# TRY IT
Repeat word for word the opening stretch of the entries, from the first line through the line containing "box: [3, 326, 1279, 517]".

[Stored data entries]
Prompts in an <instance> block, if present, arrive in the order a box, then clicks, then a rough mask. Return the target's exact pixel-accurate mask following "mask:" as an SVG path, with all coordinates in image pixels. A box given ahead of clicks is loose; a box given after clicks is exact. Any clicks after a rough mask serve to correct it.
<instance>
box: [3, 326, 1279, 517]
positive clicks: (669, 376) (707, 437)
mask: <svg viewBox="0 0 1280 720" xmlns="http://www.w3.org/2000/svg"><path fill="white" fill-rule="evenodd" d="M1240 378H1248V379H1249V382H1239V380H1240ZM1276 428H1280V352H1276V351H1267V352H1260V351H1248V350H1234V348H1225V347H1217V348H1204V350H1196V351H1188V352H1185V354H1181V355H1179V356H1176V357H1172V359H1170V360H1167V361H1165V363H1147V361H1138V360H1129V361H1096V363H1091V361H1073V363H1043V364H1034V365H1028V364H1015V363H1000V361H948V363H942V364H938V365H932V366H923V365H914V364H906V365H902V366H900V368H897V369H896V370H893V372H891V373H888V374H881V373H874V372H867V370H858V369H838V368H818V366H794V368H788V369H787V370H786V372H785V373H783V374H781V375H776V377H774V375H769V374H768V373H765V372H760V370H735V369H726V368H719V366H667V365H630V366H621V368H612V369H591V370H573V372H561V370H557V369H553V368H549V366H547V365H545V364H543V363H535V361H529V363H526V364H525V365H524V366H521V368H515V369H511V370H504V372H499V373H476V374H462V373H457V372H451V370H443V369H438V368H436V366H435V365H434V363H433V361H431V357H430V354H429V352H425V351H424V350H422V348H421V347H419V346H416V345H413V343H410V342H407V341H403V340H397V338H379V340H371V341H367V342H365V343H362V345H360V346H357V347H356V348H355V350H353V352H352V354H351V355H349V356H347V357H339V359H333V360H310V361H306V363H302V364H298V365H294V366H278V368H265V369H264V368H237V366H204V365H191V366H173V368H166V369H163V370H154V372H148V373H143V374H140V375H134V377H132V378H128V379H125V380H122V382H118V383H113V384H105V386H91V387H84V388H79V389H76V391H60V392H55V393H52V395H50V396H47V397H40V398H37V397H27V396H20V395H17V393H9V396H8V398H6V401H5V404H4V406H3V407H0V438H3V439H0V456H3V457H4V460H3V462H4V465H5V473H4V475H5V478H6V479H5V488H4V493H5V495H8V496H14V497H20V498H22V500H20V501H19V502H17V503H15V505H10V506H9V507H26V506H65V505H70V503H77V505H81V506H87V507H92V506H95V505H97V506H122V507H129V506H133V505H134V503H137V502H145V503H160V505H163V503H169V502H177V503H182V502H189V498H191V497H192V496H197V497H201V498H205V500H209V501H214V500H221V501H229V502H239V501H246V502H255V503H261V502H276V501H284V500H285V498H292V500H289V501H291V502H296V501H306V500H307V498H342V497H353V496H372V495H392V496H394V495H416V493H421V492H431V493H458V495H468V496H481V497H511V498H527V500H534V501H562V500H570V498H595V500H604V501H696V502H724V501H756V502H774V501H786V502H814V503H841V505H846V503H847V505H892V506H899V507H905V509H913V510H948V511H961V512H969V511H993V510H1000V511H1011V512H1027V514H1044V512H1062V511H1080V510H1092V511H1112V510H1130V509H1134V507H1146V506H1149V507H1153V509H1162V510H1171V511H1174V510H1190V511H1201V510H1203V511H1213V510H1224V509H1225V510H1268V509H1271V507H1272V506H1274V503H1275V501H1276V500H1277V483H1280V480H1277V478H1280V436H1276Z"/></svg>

# OUTPUT
Prompts in an <instance> block, if present, arrive in the order a box, then clicks, then a rough mask. Return the target's exact pixel-accurate mask following "mask:" as an SVG path, with all coordinates in image pixels. A box given ahead of clicks is loose; a box given after clicks is exact. Any clicks after a rough mask serve to correct it.
<instance>
box: [3, 326, 1279, 517]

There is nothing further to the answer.